* TASK GOAL *
The records should be written out in full, with nothing altered.

* MATERIAL SUPPLIED *

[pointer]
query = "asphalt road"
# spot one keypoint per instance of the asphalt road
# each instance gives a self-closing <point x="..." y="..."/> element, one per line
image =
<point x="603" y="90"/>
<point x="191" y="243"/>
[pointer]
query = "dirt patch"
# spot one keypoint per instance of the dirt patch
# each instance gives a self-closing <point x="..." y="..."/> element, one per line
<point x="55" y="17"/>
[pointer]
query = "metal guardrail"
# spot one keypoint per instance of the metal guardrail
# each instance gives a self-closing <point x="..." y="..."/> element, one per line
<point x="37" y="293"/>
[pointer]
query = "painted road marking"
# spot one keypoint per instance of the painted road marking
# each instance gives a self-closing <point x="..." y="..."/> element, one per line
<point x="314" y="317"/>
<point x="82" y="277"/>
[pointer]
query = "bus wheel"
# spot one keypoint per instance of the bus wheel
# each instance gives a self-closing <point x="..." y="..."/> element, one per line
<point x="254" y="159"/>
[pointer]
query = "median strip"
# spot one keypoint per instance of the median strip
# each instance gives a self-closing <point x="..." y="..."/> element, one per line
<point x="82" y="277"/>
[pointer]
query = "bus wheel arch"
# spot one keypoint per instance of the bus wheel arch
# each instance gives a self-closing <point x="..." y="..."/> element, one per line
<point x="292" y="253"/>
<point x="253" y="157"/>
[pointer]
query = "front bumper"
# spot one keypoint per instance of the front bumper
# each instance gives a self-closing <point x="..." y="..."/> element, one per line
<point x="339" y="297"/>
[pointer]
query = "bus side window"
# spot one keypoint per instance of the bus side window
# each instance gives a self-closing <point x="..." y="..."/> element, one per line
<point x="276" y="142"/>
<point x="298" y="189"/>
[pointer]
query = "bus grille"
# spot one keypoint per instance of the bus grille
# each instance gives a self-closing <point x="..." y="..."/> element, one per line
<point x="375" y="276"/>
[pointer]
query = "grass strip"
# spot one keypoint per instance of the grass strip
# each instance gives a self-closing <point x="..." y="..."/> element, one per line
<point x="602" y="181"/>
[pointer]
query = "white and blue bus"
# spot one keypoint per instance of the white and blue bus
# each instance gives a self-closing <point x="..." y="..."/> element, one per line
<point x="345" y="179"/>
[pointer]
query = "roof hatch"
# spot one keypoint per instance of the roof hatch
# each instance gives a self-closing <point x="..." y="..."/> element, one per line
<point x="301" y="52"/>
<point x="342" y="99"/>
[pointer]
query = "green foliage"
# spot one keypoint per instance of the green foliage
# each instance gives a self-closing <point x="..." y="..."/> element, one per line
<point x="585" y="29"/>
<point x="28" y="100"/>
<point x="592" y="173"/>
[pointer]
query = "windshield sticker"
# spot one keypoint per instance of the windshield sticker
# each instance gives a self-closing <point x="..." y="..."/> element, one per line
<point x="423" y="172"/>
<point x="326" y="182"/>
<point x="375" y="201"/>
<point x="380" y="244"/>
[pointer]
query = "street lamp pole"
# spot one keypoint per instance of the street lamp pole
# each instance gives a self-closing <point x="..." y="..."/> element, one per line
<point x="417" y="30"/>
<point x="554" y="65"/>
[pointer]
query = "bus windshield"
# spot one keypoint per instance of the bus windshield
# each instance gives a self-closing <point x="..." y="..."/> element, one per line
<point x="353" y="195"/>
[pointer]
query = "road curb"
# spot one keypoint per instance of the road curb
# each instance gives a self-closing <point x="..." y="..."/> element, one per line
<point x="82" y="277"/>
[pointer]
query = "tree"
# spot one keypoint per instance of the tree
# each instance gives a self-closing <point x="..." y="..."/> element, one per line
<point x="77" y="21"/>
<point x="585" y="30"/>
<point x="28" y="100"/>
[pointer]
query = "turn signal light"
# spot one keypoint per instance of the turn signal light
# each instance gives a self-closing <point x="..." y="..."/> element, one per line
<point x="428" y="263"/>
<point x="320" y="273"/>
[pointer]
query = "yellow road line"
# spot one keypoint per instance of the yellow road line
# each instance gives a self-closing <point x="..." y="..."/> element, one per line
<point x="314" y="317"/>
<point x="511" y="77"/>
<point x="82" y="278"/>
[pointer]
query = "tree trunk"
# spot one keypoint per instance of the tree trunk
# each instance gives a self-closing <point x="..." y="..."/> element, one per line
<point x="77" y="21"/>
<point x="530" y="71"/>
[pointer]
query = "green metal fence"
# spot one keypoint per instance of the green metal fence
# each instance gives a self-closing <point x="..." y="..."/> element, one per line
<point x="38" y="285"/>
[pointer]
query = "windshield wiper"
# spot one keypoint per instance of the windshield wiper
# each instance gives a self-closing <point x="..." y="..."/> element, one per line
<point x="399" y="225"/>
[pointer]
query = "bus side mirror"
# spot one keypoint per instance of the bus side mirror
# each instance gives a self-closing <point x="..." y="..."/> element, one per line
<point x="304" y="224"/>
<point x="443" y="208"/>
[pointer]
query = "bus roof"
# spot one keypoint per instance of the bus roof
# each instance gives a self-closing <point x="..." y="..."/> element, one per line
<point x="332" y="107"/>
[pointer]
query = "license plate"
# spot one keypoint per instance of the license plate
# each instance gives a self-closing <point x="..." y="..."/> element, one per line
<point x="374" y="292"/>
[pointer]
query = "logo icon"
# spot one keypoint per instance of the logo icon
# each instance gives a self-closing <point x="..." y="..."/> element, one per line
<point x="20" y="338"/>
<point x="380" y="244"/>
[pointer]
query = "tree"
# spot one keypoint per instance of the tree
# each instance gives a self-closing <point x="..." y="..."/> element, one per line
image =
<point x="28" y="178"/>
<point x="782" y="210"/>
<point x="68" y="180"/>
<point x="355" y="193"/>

* PROBLEM SOLUTION *
[pointer]
query = "asphalt road"
# spot one keypoint per instance of the asphalt road
# each instance gives a self-closing <point x="..." y="..."/> element, one per line
image =
<point x="603" y="90"/>
<point x="191" y="243"/>
[pointer]
query = "dirt patch"
# spot one keypoint per instance of the dirt patch
# each instance gives a self-closing <point x="..." y="..."/> element, one per line
<point x="55" y="17"/>
[pointer]
query = "metal guardrail"
# spot one keypoint per instance of the metal guardrail
# each instance gives a self-closing <point x="..." y="..."/> element, one per line
<point x="37" y="293"/>
[pointer]
query = "painted road marking"
# spot one keypoint per instance of the painted road marking
# each instance gives a self-closing <point x="..." y="..."/> element, one per line
<point x="314" y="317"/>
<point x="82" y="277"/>
[pointer]
query = "bus wheel"
# spot one keypoint per instance of the bus wheel
# each instance gives a self-closing <point x="..." y="..."/> element, one per line
<point x="254" y="159"/>
[pointer]
query = "median strip"
# spot one keypoint per instance of the median strip
# each instance gives a self-closing <point x="..." y="..."/> element, one per line
<point x="82" y="277"/>
[pointer]
query = "bus wheel arch"
# spot one keypoint per instance of the bus wheel arch
# each instance gives a self-closing <point x="..." y="..."/> element, one per line
<point x="292" y="253"/>
<point x="253" y="157"/>
[pointer]
query = "front bumper"
# spot one keypoint per instance of the front bumper
# each instance gives a self-closing <point x="..." y="..."/> element, one per line
<point x="339" y="297"/>
[pointer]
query = "bus side window"
# spot one keypoint per instance of the bus side window
# each instance gives a self-closing <point x="..." y="..."/> element, one per line
<point x="276" y="142"/>
<point x="298" y="189"/>
[pointer]
query = "bus grille"
# spot one keypoint per instance of the bus grille
# each instance gives a self-closing <point x="..." y="..."/> element, one per line
<point x="375" y="276"/>
[pointer]
query = "grass strip"
# spot one keypoint per instance of the grass strip
# each instance gives a self-closing <point x="..." y="..."/> element, one per line
<point x="602" y="181"/>
[pointer]
query = "white and blue bus"
# spot one keypoint per instance of the white and blue bus
# each instance gives a self-closing <point x="..." y="..."/> element, one per line
<point x="345" y="179"/>
[pointer]
query = "roof hatch"
# spot one keypoint per instance of the roof hatch
# each instance gives a self-closing <point x="..." y="..."/> element, one per line
<point x="301" y="52"/>
<point x="342" y="99"/>
[pointer]
query = "green foliage"
# spot one keypoint per instance of the green foliage
# each instance gives a self-closing <point x="..." y="..."/> element, one per line
<point x="585" y="29"/>
<point x="28" y="100"/>
<point x="592" y="173"/>
[pointer]
query = "windshield sticker"
# spot one keypoint per instance of the windshield sticker
# each instance gives a self-closing <point x="..." y="..."/> element, one per line
<point x="423" y="172"/>
<point x="326" y="182"/>
<point x="375" y="201"/>
<point x="380" y="244"/>
[pointer]
query = "street lamp pole"
# spot one keypoint per instance of the street lamp pole
# each instance gives a self-closing <point x="..." y="..."/> element, one per line
<point x="417" y="30"/>
<point x="554" y="65"/>
[pointer]
query = "bus windshield"
# spot one keypoint per instance of the bus windshield
# each instance gives a self-closing <point x="..." y="..."/> element, one per line
<point x="353" y="195"/>
[pointer]
query = "road curb"
# spot one keypoint per instance of the road curb
# each instance gives a self-closing <point x="..." y="..."/> element, one per line
<point x="82" y="277"/>
[pointer]
query = "tree"
# spot one keypoint per instance of the tree
# each instance gives a self-closing <point x="..." y="..."/> element, one per line
<point x="77" y="21"/>
<point x="585" y="30"/>
<point x="28" y="100"/>
[pointer]
query = "turn signal light"
# spot one keypoint per instance of the turn signal light
# each instance gives a self-closing <point x="..." y="..."/> element, one per line
<point x="428" y="263"/>
<point x="320" y="273"/>
[pointer]
query = "yellow road line"
# spot one keypoint per instance of the yellow road line
# each instance gives a self-closing <point x="..." y="..."/> element, one per line
<point x="314" y="317"/>
<point x="511" y="77"/>
<point x="82" y="278"/>
[pointer]
query = "tree trunk"
# spot one keypoint per instance of the tree trunk
# each instance gives a self-closing <point x="..." y="..."/> element, one per line
<point x="77" y="21"/>
<point x="530" y="71"/>
[pointer]
query = "green metal fence"
# spot one keypoint per instance of the green metal fence
# each instance gives a self-closing <point x="..." y="..."/> element, one per line
<point x="38" y="285"/>
[pointer]
query = "windshield wiper"
# spot one keypoint per instance of the windshield wiper
# each instance gives a self-closing <point x="..." y="..."/> element, one per line
<point x="399" y="225"/>
[pointer]
query = "bus side mirror"
# spot one keypoint per instance of the bus side mirror
# each instance gives a self-closing <point x="..." y="..."/> element, one per line
<point x="304" y="224"/>
<point x="443" y="208"/>
[pointer]
query = "bus roof"
# spot one keypoint per instance of the bus roof
# each instance gives a self-closing <point x="..." y="..."/> element, one per line
<point x="332" y="107"/>
[pointer]
query = "license plate"
# spot one keypoint per instance of the license plate
# each instance gives a self-closing <point x="..." y="..."/> element, one per line
<point x="374" y="292"/>
[pointer]
query = "logo icon"
# spot one keypoint per instance of the logo icon
# each instance gives a self-closing <point x="..." y="..."/> element, one per line
<point x="20" y="338"/>
<point x="380" y="244"/>
[pointer]
query = "tree"
# spot one keypoint per instance of the tree
# each instance gives a self-closing <point x="..." y="..."/> element, one per line
image =
<point x="28" y="178"/>
<point x="782" y="210"/>
<point x="68" y="180"/>
<point x="355" y="193"/>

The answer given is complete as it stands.